*DATA FOR PROCESSING*.

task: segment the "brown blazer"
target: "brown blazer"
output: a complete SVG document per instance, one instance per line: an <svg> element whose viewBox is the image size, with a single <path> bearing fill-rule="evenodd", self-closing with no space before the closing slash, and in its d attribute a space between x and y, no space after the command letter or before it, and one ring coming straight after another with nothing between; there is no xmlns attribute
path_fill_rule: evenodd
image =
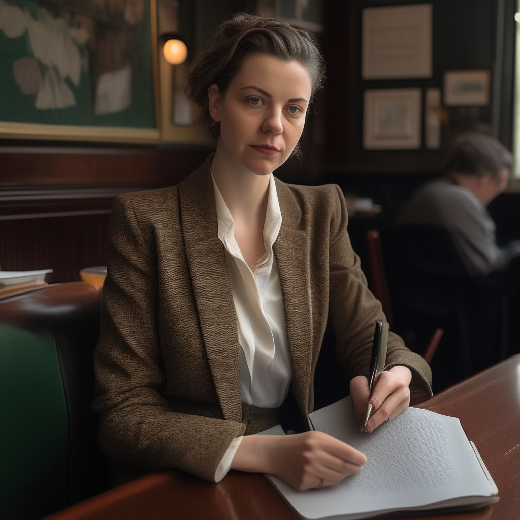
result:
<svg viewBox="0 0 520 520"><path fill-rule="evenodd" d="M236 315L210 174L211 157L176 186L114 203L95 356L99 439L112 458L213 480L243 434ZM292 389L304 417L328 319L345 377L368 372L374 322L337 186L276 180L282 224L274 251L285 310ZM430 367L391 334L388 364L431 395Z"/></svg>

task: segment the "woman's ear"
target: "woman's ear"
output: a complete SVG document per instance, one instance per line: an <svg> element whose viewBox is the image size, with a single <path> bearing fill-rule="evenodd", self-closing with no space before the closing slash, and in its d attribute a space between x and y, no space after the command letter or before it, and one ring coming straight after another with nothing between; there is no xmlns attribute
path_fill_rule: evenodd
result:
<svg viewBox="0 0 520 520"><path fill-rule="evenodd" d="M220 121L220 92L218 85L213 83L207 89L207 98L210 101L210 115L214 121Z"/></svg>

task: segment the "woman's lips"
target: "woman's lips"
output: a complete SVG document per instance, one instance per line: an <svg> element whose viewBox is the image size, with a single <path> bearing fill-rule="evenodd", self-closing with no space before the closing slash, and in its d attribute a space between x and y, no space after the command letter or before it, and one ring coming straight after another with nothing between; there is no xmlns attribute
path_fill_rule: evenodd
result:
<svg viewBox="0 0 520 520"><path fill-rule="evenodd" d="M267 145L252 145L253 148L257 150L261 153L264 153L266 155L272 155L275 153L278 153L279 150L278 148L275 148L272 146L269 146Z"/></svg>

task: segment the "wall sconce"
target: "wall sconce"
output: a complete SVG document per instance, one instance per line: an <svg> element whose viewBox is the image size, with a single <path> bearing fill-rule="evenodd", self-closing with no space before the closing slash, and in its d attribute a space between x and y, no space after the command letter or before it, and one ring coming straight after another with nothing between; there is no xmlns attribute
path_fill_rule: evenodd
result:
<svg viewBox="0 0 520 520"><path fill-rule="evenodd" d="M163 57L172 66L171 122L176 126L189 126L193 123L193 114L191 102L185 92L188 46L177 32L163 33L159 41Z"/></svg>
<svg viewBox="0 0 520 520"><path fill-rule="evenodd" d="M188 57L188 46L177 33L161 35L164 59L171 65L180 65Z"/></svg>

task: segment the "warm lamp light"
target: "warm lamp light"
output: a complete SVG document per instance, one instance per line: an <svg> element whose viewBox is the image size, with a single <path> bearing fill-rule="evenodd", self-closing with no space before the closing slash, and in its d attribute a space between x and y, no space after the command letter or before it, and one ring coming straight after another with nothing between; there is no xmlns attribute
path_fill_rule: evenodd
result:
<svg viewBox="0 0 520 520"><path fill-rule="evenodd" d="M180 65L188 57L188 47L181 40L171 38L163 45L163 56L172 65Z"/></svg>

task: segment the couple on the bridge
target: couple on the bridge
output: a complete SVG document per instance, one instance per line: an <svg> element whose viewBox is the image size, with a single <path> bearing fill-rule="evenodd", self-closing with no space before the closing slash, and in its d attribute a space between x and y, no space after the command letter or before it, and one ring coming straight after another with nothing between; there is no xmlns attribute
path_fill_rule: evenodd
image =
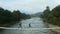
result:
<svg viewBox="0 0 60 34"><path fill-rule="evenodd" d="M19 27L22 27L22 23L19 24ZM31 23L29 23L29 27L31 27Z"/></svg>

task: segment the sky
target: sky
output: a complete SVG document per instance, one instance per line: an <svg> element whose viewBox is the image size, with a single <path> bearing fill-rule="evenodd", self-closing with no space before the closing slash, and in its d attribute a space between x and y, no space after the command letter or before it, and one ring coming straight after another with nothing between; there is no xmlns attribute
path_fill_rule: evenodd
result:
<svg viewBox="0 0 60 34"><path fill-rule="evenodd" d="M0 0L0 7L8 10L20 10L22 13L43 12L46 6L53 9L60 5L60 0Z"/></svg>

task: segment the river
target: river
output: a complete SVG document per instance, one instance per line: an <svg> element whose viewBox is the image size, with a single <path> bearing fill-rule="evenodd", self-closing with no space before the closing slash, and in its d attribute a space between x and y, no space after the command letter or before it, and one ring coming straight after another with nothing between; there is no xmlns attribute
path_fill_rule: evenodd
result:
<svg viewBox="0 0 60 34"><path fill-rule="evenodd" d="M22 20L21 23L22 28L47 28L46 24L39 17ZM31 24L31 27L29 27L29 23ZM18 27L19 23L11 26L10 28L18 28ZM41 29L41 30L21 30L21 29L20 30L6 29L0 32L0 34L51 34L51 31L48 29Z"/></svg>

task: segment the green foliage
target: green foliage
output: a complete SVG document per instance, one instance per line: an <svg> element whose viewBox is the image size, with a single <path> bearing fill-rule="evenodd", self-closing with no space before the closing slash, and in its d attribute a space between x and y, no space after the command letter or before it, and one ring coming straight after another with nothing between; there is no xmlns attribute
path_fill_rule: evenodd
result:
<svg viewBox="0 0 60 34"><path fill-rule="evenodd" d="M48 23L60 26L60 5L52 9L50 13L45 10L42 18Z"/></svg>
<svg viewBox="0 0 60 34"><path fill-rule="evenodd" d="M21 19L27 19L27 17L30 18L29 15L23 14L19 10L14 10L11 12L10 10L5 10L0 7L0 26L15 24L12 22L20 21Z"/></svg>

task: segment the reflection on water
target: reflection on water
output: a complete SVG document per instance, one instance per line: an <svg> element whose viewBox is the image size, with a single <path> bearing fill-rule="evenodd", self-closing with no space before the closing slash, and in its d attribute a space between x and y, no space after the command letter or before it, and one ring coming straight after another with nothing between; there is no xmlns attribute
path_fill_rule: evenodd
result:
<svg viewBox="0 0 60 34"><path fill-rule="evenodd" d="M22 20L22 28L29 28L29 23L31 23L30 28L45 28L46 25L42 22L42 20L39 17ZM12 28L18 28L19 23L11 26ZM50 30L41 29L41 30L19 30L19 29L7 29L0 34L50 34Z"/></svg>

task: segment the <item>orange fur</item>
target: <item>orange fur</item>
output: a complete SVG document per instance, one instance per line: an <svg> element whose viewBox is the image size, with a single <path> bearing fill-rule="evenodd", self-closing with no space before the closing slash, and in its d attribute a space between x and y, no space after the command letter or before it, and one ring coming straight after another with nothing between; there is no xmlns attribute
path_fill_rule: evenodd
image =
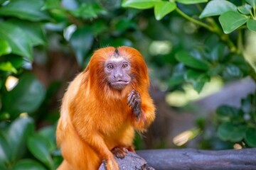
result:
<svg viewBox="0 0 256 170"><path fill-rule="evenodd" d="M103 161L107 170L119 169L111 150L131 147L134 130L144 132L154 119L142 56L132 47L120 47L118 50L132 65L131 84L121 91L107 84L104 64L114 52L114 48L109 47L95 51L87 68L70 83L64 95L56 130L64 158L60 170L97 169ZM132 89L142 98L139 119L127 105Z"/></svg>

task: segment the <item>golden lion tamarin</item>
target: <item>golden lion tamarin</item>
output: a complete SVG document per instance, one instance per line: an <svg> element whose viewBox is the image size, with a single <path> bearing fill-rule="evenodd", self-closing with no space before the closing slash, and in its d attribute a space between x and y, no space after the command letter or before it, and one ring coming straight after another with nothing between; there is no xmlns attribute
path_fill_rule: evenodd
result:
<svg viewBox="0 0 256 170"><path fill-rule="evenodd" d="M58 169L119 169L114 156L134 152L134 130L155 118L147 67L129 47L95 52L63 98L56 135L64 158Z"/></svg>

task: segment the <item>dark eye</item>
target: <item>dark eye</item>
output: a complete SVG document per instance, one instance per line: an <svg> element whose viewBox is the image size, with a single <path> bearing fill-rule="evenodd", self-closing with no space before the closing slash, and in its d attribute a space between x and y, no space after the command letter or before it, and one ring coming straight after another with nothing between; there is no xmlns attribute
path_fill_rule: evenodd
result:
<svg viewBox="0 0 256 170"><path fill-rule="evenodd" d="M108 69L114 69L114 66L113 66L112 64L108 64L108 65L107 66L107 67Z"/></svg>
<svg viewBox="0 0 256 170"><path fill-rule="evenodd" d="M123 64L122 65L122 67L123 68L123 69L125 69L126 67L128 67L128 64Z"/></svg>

--

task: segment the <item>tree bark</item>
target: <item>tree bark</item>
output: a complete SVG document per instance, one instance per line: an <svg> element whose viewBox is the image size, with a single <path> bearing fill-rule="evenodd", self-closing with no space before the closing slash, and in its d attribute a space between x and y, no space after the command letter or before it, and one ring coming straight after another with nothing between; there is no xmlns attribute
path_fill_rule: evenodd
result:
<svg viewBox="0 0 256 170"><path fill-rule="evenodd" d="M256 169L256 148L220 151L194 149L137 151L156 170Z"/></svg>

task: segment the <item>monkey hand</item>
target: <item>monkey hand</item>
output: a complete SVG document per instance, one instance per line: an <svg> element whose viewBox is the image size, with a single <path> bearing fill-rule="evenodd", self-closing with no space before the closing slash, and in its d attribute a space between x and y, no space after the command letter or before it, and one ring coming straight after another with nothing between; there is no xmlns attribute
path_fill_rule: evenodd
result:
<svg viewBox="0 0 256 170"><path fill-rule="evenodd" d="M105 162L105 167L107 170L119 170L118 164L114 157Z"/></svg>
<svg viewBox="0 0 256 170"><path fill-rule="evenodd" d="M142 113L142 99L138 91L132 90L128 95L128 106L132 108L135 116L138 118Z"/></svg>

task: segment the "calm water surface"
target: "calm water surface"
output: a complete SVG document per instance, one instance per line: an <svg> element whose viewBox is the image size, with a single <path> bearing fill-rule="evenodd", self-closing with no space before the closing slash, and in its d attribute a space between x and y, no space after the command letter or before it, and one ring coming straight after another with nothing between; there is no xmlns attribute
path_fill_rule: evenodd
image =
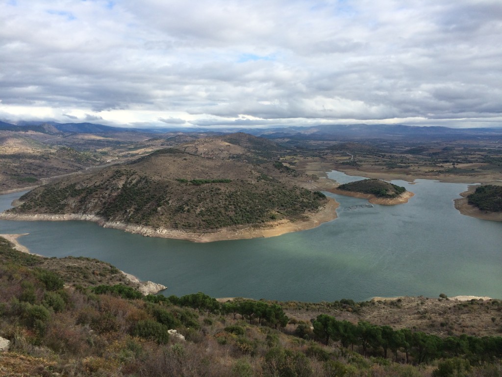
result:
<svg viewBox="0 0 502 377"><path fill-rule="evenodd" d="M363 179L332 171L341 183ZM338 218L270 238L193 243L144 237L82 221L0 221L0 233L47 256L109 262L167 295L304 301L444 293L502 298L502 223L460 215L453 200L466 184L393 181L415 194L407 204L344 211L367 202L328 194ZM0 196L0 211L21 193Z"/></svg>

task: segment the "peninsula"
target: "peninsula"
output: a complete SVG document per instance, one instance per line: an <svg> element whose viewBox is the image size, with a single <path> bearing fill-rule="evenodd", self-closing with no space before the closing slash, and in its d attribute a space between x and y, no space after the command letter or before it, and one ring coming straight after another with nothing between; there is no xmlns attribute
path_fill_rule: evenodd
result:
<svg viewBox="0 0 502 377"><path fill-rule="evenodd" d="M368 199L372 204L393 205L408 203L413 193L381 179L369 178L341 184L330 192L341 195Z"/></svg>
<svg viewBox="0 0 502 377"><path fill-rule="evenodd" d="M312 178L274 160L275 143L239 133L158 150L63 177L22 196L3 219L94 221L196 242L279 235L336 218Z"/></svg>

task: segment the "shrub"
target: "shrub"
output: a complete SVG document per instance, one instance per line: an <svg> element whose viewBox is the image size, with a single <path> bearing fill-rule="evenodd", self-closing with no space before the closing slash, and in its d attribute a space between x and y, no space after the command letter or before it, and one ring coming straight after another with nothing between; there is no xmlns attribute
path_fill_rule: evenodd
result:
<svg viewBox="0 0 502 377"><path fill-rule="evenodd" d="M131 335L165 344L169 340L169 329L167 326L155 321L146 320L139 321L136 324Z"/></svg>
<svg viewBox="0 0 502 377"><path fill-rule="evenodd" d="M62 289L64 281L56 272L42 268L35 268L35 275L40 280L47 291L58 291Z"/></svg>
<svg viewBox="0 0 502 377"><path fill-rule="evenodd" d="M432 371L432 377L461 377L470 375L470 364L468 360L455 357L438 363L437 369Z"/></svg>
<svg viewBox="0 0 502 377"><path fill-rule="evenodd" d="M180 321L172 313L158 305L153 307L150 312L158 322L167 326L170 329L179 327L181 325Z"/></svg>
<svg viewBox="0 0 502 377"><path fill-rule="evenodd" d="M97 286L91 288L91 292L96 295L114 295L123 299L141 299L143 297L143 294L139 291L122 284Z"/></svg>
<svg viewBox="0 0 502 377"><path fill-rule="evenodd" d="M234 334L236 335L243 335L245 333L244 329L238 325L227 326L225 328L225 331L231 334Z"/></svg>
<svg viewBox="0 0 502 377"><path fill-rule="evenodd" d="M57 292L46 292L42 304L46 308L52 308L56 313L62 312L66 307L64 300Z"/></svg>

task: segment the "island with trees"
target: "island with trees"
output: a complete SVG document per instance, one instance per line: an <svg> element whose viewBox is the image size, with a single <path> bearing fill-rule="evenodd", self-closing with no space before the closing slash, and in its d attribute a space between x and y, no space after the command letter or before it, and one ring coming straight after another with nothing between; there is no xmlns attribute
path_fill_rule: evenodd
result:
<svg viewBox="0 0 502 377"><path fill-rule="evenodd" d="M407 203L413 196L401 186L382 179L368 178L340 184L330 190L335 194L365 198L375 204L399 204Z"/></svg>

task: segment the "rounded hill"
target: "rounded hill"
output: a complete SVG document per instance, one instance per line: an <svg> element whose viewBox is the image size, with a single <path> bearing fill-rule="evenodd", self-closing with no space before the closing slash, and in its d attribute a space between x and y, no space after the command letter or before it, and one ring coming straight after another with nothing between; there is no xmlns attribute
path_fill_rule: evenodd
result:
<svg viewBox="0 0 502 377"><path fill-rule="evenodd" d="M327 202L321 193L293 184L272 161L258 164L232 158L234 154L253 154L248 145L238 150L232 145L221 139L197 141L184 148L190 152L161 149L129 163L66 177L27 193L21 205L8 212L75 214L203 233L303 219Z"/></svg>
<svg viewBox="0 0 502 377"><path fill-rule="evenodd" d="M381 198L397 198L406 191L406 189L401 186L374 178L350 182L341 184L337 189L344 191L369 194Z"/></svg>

* * *

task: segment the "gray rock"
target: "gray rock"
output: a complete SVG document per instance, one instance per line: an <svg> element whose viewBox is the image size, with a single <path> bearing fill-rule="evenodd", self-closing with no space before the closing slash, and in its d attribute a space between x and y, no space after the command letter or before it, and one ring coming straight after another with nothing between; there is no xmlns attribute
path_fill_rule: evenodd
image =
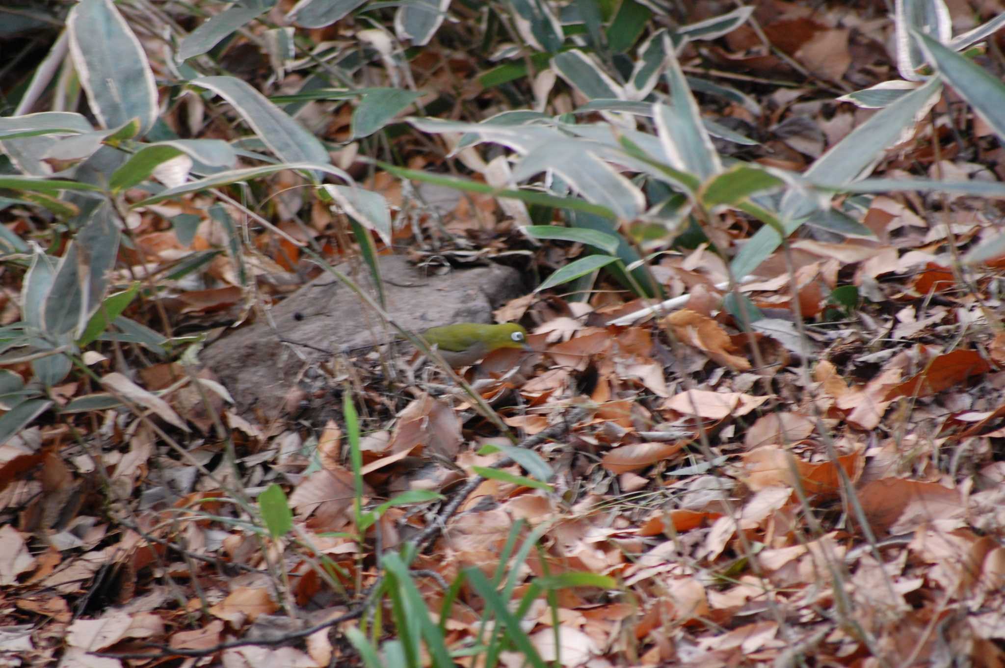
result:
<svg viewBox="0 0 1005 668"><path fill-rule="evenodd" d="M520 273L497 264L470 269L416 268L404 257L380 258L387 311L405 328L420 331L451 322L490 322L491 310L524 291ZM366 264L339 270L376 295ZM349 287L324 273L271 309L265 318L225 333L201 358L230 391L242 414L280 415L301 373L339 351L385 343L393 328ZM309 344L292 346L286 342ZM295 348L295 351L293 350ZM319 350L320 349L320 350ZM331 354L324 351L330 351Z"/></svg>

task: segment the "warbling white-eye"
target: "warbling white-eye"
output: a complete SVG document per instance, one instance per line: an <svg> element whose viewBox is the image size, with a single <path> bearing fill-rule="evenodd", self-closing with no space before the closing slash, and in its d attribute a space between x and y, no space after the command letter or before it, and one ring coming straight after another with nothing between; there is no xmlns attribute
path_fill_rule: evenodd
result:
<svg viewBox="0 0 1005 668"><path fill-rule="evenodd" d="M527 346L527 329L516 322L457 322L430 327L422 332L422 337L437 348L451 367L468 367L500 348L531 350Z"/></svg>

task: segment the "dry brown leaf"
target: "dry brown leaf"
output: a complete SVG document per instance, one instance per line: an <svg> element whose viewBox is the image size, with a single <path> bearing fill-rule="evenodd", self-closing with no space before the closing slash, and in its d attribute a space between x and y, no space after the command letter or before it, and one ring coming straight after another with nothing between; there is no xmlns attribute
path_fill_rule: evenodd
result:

*EXERCISE REQUIREMENTS*. Set out as a numbered list the lines of the material starting at the line that contains "task: segment the reflection on water" and ending at the line that contains "20L22 28L29 28L29", leaving out any blank lines.

*EXERCISE RESULT*.
1. task: segment the reflection on water
2. target: reflection on water
3. output: a complete SVG document per instance, one instance per line: an <svg> element whose viewBox is the image size, with a single <path> bearing fill-rule="evenodd", self-closing with no space before the closing slash, and in its d attribute a space between x and y, no space after the command letter or before it, and one ring coming straight after another with nothing between; there is no xmlns attribute
4. path_fill_rule: evenodd
5. result:
6. <svg viewBox="0 0 60 34"><path fill-rule="evenodd" d="M22 20L22 28L29 28L29 23L31 23L30 28L45 28L46 25L42 22L42 20L39 17ZM12 28L18 28L19 23L11 26ZM50 30L41 29L41 30L19 30L19 29L7 29L0 34L50 34Z"/></svg>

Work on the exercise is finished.